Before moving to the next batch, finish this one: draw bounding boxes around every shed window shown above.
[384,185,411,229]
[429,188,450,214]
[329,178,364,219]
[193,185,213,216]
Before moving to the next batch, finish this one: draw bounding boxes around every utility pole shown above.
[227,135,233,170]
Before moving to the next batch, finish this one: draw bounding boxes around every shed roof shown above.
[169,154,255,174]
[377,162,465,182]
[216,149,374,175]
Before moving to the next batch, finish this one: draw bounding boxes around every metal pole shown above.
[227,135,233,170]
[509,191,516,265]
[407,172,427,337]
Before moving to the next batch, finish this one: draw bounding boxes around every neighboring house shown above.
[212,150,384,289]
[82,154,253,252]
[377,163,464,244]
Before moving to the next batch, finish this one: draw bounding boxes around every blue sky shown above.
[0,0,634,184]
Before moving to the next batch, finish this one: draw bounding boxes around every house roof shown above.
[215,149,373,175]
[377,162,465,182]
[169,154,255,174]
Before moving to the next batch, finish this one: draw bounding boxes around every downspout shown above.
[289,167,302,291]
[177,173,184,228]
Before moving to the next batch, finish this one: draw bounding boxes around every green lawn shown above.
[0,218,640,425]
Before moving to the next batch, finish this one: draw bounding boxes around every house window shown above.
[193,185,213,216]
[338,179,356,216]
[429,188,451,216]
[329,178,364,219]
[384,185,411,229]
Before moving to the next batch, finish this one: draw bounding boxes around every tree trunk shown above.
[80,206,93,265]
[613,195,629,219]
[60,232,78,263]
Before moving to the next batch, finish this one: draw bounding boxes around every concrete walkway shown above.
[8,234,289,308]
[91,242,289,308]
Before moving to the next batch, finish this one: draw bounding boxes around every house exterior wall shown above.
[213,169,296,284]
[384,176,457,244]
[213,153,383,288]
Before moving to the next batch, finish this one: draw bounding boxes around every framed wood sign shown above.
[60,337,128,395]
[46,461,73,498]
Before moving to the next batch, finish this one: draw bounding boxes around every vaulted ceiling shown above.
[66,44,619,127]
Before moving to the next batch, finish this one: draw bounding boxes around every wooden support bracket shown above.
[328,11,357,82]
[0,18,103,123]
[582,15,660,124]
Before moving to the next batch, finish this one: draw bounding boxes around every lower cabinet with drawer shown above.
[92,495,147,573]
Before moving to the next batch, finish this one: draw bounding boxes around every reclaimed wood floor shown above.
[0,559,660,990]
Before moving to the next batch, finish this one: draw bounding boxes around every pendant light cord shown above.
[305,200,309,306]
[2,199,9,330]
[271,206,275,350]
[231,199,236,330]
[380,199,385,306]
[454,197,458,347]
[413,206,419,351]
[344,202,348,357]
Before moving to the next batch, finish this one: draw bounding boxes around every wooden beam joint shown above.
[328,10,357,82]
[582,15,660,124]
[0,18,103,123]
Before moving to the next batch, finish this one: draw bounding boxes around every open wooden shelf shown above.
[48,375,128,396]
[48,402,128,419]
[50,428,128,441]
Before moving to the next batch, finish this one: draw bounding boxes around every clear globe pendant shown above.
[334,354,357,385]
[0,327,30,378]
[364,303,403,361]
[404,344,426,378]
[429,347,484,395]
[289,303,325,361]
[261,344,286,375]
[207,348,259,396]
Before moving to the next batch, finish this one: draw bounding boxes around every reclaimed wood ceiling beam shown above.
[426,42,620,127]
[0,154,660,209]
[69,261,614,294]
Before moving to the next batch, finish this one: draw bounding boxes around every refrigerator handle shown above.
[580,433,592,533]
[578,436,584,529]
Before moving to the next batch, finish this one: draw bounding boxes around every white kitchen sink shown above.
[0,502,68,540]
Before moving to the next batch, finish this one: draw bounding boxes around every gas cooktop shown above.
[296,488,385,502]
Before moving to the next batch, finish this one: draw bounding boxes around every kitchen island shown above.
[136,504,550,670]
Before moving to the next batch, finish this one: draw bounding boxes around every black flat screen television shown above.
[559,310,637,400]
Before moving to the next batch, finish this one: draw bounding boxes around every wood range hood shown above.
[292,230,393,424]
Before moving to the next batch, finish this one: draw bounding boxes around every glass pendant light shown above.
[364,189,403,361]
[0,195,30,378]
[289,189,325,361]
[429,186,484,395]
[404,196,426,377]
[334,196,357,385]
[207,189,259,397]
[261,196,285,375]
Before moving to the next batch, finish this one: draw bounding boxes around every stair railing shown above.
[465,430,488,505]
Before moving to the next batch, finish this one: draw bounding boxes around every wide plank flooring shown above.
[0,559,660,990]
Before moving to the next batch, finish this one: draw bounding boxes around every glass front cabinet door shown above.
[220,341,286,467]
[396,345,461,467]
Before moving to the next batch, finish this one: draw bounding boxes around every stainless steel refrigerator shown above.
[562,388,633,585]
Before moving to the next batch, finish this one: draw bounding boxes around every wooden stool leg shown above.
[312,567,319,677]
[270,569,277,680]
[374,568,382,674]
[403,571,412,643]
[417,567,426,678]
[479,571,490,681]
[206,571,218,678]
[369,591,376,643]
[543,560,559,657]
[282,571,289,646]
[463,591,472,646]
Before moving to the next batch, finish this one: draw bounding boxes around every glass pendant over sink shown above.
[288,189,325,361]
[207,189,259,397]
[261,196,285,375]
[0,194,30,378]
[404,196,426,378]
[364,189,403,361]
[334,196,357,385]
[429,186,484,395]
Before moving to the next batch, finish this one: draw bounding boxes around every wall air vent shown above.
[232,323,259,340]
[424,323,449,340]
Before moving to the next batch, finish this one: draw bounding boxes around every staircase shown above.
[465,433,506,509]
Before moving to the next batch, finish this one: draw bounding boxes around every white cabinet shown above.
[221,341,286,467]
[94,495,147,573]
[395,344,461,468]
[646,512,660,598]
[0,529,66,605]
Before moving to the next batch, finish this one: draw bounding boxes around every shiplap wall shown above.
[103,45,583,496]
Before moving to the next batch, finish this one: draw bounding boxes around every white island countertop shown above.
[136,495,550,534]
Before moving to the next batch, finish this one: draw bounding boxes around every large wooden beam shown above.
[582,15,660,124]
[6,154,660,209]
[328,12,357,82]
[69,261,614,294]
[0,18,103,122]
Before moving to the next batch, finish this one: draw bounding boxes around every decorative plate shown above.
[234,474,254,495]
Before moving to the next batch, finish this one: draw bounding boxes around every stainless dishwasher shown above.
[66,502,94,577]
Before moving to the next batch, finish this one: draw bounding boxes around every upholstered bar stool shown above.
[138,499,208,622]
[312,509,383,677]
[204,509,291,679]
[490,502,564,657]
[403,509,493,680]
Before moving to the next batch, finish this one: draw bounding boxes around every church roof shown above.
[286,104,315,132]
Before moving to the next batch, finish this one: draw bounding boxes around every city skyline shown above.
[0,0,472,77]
.....
_Problem requirements:_
Copy all the data above line for line, with no change to any word, number or mark.

_The completed task:_
Before moving to the next batch, finish this one: draw bounding boxes around every shed window shown above.
[384,185,411,229]
[429,188,450,214]
[329,178,364,219]
[193,185,213,216]
Before moving to the next batch, finish this one: draw bounding boxes around every utility pole shown above.
[227,135,233,170]
Before moving to the next batch, finish this one: draw bounding boxes around every shed roof shown above.
[169,154,255,174]
[377,162,465,182]
[216,149,374,175]
Before moving to the next batch, finish this one: draw bounding boxes around every metal pole shown above.
[227,135,233,170]
[509,191,516,265]
[407,172,427,337]
Before moving to the next batch, finish this one: draw bounding boxes around every neighboring house shown above.
[212,150,384,289]
[82,154,253,252]
[377,163,464,244]
Before moving to the next batch, finish this one: draw bounding boxes around every blue sky shown above.
[0,0,634,184]
Before moving to the next batch, finish this one: draw bounding boxes around every house roof shown above.
[215,149,373,175]
[377,162,465,182]
[169,154,255,174]
Before moving to the next batch, finish this one: draw bounding boxes around every downspout shown above.
[289,167,302,291]
[177,173,184,228]
Before moving to the next batch, finish this one: draw bounding boxes around every green lawn shown above.
[0,218,640,425]
Before moving to the next batch, finish this one: draw bounding boxes around every house window shown above.
[193,185,213,216]
[338,179,356,216]
[429,188,451,216]
[329,178,364,219]
[384,185,411,229]
Before moving to the next batch, finish this one: draw bounding boxes around every tree trunk shown above.
[80,206,93,265]
[613,195,629,219]
[60,232,78,263]
Before moving to the next batch, finish this one: draw bounding boxes around every concrete walkway shown above.
[8,234,289,308]
[91,242,289,308]
Before moving to the next batch, finish this one: draw bounding boxes around every house exterior wall shown above.
[213,169,296,284]
[384,176,457,244]
[213,153,383,288]
Before moving to the next batch, finish this one: draw bounding boxes around every framed wood sign shown above.
[60,337,128,395]
[46,461,73,498]
Before moving to the next batch, finish this one: draw bounding boxes around every vaulted ceiling shown above.
[66,44,619,127]
Before moving to the next batch, finish this one: draw bounding boxes around every wooden support bracket shown above.
[328,11,357,82]
[0,18,103,123]
[582,15,660,124]
Before moving to the next batch, finish this one: draw bounding boxes around every lower cabinet with drawer shown above.
[92,495,147,573]
Before moving to the next batch, finish this one: draw bounding boxes around every reclaimed wood floor shown above.
[0,559,660,990]
Before moving to the next batch, finish this one: draw bounding boxes around every pendant light cord shown above.
[305,200,309,306]
[2,199,9,330]
[271,206,275,350]
[231,199,236,330]
[380,199,385,306]
[454,197,458,347]
[413,206,419,351]
[344,202,348,357]
Before moving to the next batch, finish this one: draw bounding boxes around every wooden beam joint shown above.
[328,10,357,82]
[582,15,660,124]
[0,18,103,123]
Before moving to the next batch, finish this one: draw bounding boxes around every open wooden shelf shown above.
[48,375,128,396]
[48,402,128,419]
[50,428,128,441]
Before moving to the next batch, finish this one: draw bounding boxes around every clear globe pendant shown above.
[334,354,357,385]
[0,327,30,378]
[364,303,403,361]
[404,344,426,378]
[429,347,484,395]
[289,303,325,361]
[261,344,286,375]
[207,348,259,396]
Before moving to the next batch, finish this one: draw bounding boxes around every reclaimed wood ceiling beam shown above.
[426,42,620,127]
[0,154,660,209]
[69,261,614,294]
Before moving to the next batch, finish this one: draw bounding boxes around every refrigerator handle shown above.
[580,433,592,533]
[578,436,584,529]
Before moving to the next batch, finish this one: draw bounding boxes around every white kitchen sink shown above.
[0,502,68,540]
Before moving to the next batch, finish this one: draw bounding boxes around every gas cooktop shown above.
[296,488,385,502]
Before moving to the next batch, finish this one: draw bounding boxes around every kitchen island shown above.
[136,504,550,670]
Before moving to the next batch, finish this one: draw bounding boxes around every black flat screen television shown above.
[559,310,637,400]
Before moving to the next batch, finish this one: draw bounding boxes around every wood range hood shown above.
[292,230,393,424]
Before moving to the next batch, finish this one: draw bounding boxes around every glass pendant light shown above.
[364,189,403,361]
[0,195,30,378]
[289,189,325,361]
[429,186,484,395]
[404,196,426,377]
[334,196,357,385]
[207,189,259,397]
[261,196,285,375]
Before moving to the next batch, finish this one: draw bounding boxes around every stair railing shown above.
[465,430,488,505]
Before moving to the next batch, finish this one: draw bounding boxes around every wide plank flooring shown above.
[0,559,660,990]
Before moving to the next batch, finish this one: draw bounding boxes around every glass front cabinet door shown above.
[220,341,286,467]
[396,345,461,467]
Before moving to the next batch, finish this one: draw bounding boxes around every stainless steel refrigerator shown above.
[562,388,633,585]
Before moving to the next batch, finish this one: draw bounding boxes around every wooden stool leg shown above.
[312,567,319,677]
[270,569,277,680]
[374,568,382,674]
[403,571,412,643]
[417,567,426,678]
[479,571,490,681]
[206,571,218,678]
[369,591,376,643]
[543,560,559,657]
[282,571,289,646]
[463,591,472,646]
Before moving to the next batch, finish this one: draw bounding boxes around every glass pendant over sink shown above.
[288,189,325,361]
[207,189,259,397]
[261,196,285,375]
[0,194,30,378]
[404,196,426,378]
[364,189,403,361]
[334,196,357,385]
[429,186,484,395]
Before moving to the next batch, finish this one: draw bounding boxes around every wall air vent shown above.
[232,323,259,340]
[424,323,449,340]
Before moving to the next batch, finish this one: draw bounding boxes around every staircase shown above.
[465,433,506,509]
Before moving to the next batch, finish this one: draw bounding boxes around every white cabinet shown above.
[221,341,286,467]
[94,495,147,573]
[395,344,461,468]
[646,512,660,598]
[0,529,66,605]
Before moving to the next batch, finish this one: draw bounding boxes around every shiplap wall shown above.
[103,45,583,496]
Before moving to the next batch, finish this one: draw bounding boxes around every white island countertop shown above.
[136,495,550,534]
Before moving to the next batch, finish this one: draw bounding boxes around every large wooden beam shown above.
[582,15,660,124]
[6,154,660,209]
[328,12,357,82]
[69,261,614,294]
[0,18,103,122]
Before moving to the next batch, finish this one: draw bounding boxes around every decorative plate shown above.
[234,474,254,495]
Before moving to the next batch, finish this one: draw bounding boxes around every stainless dishwasher shown above.
[66,502,94,577]
Before moving to the next batch, finish this one: draw bounding boxes around every upholstered bar stool shown above.
[138,499,208,622]
[312,509,383,677]
[204,509,291,679]
[490,502,564,657]
[403,509,493,680]
Before moving to the next batch, finish this one: draw bounding boxes around every church roof shown above.
[286,104,315,132]
Before moving to the next batch, finish this one: draw bounding boxes around every city skyline shown above.
[0,0,472,77]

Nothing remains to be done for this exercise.